▶ [EXERCISE]
Filter the listing below, keeping every line that holds "yellow".

▶ [RECORDS SHOWN]
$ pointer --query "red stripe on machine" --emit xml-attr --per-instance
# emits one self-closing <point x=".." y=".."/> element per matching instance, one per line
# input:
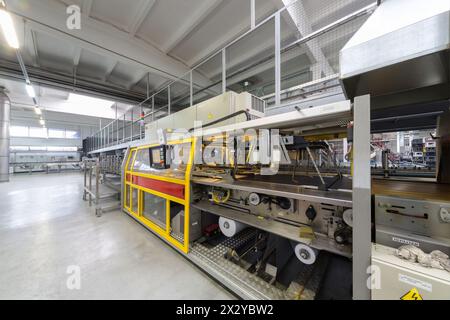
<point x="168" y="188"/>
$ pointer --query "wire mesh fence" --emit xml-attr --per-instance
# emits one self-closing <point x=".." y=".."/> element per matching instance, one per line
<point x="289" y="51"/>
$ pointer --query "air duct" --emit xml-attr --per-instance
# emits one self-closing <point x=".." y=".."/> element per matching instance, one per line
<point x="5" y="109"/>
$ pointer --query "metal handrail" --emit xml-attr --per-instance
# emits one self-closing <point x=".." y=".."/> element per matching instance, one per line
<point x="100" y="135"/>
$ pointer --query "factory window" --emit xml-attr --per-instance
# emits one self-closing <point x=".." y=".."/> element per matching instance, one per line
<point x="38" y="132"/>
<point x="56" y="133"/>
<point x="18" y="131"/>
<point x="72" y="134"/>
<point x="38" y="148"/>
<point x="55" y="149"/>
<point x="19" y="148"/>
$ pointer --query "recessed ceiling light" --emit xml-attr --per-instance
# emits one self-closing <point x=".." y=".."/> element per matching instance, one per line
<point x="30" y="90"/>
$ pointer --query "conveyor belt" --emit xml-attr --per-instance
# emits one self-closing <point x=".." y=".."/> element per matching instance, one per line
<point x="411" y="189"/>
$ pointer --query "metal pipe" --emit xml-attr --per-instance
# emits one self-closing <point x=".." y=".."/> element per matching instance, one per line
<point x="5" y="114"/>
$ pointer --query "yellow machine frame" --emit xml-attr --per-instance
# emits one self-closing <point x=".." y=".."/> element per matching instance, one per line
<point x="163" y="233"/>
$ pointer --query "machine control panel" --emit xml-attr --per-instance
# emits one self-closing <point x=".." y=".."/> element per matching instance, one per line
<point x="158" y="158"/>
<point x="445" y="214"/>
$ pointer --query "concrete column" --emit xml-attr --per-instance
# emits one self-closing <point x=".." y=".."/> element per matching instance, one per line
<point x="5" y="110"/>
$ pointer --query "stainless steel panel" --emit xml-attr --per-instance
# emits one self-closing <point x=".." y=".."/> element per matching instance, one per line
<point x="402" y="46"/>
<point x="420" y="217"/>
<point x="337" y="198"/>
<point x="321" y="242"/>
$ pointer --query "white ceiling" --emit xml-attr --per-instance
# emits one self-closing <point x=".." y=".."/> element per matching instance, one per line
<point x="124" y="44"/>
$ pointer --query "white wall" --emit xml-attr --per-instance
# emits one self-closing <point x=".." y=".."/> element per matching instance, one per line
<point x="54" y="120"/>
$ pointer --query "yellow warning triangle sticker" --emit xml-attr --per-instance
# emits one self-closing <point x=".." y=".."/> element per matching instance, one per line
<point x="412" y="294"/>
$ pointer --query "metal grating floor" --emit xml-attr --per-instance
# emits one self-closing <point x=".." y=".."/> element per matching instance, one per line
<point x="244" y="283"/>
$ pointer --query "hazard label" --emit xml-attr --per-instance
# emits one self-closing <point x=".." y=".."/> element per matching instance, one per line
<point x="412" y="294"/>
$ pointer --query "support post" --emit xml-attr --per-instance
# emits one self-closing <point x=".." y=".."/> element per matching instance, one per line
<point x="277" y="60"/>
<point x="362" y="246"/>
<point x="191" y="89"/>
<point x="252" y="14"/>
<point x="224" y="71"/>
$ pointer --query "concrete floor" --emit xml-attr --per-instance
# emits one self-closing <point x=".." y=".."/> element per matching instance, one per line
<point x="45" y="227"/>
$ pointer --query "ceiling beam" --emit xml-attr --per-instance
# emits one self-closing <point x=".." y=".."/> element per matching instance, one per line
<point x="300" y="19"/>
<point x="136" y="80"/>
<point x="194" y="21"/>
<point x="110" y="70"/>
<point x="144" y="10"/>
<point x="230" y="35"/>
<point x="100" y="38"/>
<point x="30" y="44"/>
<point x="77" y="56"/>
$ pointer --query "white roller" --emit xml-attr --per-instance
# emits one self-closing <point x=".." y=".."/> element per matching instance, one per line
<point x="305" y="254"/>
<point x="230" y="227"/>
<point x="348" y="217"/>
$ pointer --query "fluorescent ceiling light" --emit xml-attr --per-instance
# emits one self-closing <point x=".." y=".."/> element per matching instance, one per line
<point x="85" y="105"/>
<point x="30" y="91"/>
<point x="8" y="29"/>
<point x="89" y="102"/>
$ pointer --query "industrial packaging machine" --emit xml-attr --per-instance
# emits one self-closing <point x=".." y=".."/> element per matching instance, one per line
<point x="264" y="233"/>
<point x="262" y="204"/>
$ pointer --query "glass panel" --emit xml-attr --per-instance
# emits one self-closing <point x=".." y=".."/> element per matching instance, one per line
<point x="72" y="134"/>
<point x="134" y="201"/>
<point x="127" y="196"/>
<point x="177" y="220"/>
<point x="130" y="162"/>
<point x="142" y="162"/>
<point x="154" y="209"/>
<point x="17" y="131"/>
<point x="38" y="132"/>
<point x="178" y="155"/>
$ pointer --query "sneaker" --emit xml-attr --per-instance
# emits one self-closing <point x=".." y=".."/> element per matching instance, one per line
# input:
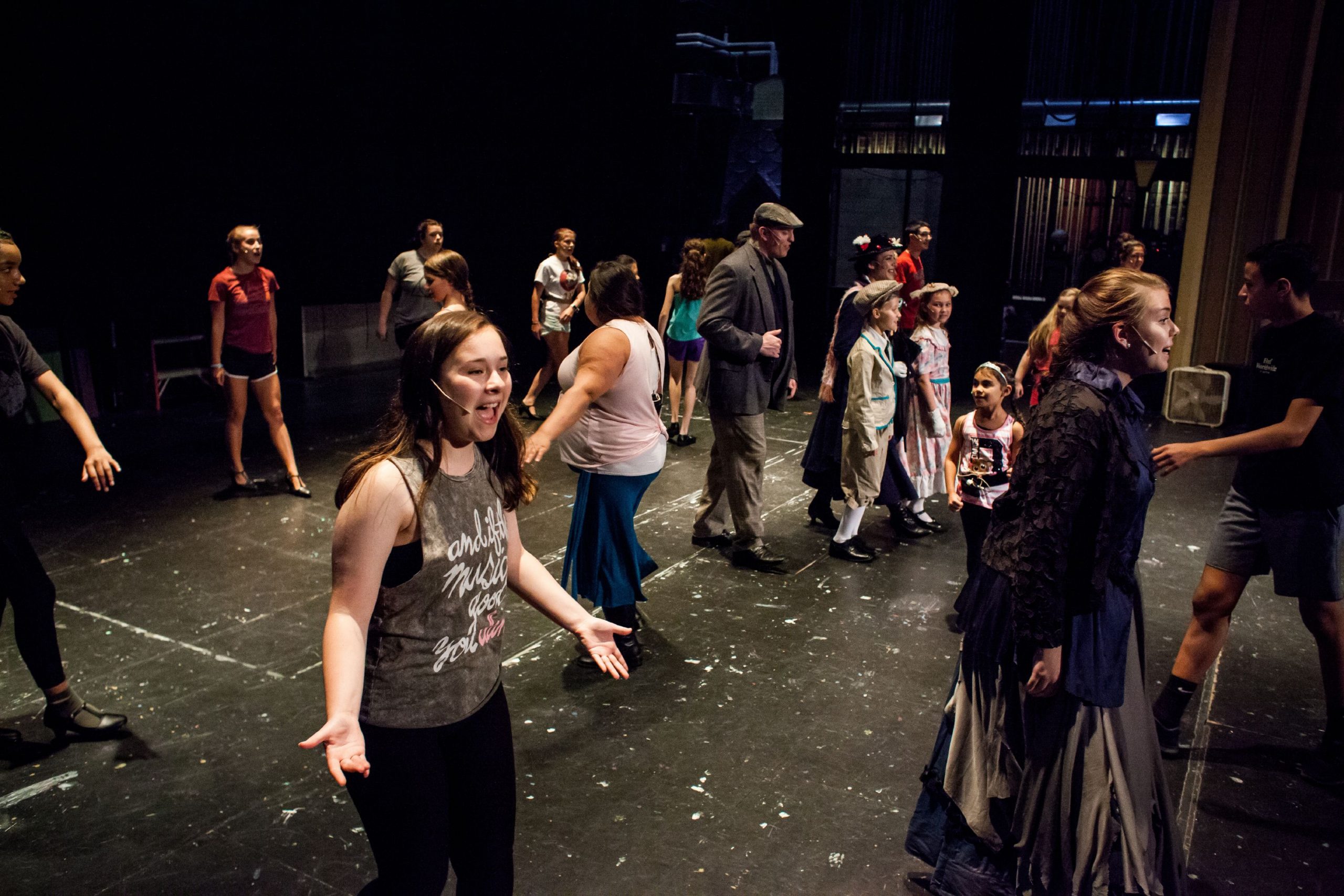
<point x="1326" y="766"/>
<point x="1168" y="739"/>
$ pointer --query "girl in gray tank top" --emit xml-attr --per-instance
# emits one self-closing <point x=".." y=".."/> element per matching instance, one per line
...
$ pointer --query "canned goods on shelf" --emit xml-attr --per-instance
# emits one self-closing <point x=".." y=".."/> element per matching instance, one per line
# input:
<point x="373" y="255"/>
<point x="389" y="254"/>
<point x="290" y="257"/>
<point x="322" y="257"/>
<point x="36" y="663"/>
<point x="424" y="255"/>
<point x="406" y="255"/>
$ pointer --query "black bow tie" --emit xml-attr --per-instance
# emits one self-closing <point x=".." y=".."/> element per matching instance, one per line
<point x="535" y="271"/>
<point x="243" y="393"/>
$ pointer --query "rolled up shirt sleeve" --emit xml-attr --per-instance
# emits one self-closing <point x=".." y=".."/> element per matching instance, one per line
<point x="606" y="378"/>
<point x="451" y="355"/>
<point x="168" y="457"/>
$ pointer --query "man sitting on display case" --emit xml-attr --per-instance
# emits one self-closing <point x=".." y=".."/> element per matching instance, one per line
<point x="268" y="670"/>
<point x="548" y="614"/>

▶ [SOLUTION]
$ pointer --query "yellow machine frame" --emit xml-attr --per-instance
$ pointer --query "yellow warning triangle sticker" --emit xml-attr --per-instance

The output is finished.